▶ [Task to carry out] Everything from the line containing "If you could pin the white" to the final line of the records below should be given again exactly, and nothing else.

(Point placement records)
'''

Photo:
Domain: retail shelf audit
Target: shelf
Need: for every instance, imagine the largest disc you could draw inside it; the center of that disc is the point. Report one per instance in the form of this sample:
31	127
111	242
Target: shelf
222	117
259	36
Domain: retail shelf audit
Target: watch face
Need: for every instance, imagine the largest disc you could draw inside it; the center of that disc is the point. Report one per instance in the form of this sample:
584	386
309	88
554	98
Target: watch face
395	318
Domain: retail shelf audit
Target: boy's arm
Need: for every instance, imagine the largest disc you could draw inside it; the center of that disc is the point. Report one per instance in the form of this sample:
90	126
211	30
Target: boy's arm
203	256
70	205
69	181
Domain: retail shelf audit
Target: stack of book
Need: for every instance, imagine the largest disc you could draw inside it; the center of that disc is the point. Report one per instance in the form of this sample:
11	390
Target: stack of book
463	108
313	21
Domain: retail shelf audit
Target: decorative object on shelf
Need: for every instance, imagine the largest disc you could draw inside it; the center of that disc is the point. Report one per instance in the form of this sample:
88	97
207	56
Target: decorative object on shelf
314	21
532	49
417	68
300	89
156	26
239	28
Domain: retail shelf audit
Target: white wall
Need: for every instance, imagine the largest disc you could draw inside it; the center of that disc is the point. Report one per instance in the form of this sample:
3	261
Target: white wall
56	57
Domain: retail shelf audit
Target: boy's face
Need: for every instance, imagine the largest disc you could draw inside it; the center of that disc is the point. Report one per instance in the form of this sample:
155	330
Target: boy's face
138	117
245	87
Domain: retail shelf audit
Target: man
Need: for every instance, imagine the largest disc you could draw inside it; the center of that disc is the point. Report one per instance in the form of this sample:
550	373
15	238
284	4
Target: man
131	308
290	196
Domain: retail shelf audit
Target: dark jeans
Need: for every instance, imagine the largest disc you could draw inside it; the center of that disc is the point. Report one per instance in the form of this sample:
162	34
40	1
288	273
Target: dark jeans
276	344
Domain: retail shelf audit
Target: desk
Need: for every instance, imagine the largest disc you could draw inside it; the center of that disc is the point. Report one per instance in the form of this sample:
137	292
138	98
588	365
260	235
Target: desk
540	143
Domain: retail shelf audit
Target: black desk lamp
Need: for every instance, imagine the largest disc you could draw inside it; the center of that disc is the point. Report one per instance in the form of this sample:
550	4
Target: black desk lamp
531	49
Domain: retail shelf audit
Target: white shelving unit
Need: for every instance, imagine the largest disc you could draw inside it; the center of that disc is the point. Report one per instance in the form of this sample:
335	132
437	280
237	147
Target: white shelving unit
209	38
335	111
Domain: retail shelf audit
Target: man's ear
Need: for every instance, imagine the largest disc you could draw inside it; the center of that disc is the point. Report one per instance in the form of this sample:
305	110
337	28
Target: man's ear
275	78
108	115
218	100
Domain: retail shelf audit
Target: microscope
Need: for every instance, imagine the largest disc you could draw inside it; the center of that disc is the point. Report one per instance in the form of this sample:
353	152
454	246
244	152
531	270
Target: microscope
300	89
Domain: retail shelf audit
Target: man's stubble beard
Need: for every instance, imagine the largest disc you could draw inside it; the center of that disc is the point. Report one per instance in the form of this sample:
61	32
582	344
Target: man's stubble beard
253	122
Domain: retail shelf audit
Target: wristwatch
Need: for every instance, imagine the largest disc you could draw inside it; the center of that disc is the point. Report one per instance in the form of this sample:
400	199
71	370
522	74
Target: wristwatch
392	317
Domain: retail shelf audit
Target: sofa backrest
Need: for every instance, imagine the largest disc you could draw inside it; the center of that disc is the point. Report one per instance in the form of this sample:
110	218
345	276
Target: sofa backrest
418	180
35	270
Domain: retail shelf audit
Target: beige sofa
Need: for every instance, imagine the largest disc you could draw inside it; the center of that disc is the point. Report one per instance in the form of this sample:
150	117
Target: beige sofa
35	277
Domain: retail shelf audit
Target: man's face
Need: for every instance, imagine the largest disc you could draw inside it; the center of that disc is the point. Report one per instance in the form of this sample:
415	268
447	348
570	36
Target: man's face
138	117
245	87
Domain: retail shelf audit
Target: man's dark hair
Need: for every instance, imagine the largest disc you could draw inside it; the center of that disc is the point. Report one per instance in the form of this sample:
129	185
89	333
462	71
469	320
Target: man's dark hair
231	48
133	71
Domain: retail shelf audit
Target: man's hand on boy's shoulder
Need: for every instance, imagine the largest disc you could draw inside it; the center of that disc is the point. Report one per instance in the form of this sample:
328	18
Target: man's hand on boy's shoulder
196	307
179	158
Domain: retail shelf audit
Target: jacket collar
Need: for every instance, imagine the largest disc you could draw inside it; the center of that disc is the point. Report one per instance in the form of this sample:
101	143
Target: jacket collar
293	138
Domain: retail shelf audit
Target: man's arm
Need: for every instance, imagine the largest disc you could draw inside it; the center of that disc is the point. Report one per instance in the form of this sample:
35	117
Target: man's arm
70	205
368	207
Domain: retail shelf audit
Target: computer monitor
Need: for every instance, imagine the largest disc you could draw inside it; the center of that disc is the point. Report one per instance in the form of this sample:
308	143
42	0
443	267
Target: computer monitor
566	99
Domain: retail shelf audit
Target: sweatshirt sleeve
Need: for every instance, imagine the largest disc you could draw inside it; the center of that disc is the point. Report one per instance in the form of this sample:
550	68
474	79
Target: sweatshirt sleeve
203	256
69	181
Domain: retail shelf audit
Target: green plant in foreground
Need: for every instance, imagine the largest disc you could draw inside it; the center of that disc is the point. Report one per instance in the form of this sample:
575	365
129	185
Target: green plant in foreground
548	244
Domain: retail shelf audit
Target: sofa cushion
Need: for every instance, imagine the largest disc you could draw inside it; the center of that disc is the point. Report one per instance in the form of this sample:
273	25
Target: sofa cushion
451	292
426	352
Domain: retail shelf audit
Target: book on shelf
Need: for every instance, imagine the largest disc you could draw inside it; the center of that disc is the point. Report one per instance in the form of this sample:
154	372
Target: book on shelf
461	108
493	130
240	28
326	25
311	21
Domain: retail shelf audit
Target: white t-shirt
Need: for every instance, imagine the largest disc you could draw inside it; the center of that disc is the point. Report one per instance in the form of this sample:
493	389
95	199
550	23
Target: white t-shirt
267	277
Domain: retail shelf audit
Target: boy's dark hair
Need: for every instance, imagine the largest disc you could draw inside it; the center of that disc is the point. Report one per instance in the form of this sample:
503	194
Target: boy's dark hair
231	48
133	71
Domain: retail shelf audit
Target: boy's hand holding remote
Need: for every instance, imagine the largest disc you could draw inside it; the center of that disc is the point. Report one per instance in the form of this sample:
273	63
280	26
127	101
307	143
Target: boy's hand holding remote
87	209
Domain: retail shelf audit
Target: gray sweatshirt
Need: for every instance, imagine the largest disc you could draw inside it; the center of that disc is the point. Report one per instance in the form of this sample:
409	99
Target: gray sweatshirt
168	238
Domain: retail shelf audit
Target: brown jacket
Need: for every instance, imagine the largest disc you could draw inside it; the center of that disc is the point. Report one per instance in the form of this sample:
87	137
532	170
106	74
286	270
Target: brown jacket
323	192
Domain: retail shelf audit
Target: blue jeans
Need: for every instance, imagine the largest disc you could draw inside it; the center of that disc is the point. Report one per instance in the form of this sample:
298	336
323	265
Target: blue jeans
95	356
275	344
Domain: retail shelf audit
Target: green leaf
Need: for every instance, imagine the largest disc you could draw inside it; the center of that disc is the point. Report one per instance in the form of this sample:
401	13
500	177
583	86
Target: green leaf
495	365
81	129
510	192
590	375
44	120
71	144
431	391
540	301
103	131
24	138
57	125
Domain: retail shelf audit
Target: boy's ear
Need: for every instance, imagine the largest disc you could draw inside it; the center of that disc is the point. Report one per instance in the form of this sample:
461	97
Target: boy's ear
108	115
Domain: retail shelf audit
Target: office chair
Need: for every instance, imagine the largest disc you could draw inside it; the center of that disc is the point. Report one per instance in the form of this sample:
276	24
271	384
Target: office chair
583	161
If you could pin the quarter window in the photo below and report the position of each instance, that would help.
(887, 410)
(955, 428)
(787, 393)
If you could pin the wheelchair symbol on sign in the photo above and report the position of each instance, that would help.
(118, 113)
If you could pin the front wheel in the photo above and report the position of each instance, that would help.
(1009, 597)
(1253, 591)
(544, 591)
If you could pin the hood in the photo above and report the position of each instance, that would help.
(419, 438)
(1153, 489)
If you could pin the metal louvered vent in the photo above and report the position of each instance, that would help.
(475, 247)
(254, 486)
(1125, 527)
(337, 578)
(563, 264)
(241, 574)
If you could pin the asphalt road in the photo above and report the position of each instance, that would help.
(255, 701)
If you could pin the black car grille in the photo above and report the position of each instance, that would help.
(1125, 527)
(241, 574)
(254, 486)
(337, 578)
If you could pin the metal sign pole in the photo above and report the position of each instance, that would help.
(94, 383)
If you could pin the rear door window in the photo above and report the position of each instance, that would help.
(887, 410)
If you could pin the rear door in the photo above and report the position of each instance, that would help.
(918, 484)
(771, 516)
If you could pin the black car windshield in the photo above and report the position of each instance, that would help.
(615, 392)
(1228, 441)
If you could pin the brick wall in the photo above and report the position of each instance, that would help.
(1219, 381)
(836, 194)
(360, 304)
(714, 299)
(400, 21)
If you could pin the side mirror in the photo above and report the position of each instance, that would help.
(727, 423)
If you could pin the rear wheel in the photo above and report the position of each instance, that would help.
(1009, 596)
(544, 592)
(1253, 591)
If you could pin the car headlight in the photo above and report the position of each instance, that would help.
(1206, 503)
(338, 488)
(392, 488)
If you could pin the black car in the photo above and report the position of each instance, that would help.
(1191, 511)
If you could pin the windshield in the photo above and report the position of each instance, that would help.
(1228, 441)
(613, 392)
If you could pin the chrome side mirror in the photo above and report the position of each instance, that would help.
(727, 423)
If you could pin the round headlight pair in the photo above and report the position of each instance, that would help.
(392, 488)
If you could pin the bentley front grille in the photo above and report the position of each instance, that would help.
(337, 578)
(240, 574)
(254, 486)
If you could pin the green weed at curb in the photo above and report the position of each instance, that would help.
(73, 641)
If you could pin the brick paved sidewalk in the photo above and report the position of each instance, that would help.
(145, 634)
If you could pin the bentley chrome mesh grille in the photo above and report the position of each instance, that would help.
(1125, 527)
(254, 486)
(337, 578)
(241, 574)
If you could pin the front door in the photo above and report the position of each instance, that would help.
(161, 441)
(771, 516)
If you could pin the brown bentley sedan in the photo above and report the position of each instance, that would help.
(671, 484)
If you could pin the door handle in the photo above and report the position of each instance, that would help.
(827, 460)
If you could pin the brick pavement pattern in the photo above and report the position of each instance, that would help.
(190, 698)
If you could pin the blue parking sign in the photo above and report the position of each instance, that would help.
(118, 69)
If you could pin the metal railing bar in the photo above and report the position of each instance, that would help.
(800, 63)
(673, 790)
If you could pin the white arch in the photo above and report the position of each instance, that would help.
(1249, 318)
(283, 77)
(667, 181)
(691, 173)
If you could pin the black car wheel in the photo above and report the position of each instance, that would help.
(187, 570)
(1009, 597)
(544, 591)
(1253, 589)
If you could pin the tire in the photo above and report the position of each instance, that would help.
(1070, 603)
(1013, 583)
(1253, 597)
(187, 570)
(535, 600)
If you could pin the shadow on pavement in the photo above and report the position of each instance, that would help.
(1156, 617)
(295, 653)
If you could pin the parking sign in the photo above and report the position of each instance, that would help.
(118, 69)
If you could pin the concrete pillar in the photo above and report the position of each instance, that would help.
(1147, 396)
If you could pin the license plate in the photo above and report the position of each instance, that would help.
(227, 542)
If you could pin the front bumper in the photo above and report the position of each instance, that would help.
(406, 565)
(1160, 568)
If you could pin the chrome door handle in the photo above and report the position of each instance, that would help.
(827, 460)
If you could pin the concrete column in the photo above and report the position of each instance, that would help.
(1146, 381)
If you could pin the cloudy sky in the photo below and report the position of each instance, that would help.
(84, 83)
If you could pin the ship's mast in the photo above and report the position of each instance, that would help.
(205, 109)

'''

▶ [Result for this exercise]
If you could pin the white arch in the photo above and report the position of each instance, that would help.
(1249, 318)
(283, 77)
(667, 181)
(691, 173)
If you could pin the black car wheel in the photo above and report the position of each instance, that would help.
(187, 570)
(1009, 597)
(544, 591)
(1253, 589)
If you could pin the tire in the photo above and report the position of each instance, that would help.
(1070, 603)
(1013, 583)
(1253, 597)
(187, 570)
(535, 600)
If you could pin the shadow on pavement in the photo above and report the position of each instance, that would help.
(1156, 617)
(295, 653)
If you could pin the parking sign in the photo above and report the position of each instance, that would help.
(118, 69)
If you could pin the concrete pillar in the photo above and report the position of each instance, that would help.
(1147, 396)
If you could pin the license plate in the photo above and report the position of each instance, that would help.
(227, 542)
If you could pin the front bumper in the photo above and report the position of each instance, that would help.
(406, 565)
(1160, 568)
If you could pin the chrome door handle in the photo above and report the position of each instance, that would help.
(827, 460)
If you could pin the concrete column in the photo above and report the position of each instance, that would help.
(1146, 381)
If you could pin the cloudy sky in the photo below and report the position of each instance, that would help.
(84, 83)
If you could pin the ship's mast in the photo above and report the position of each instance, that would help.
(205, 109)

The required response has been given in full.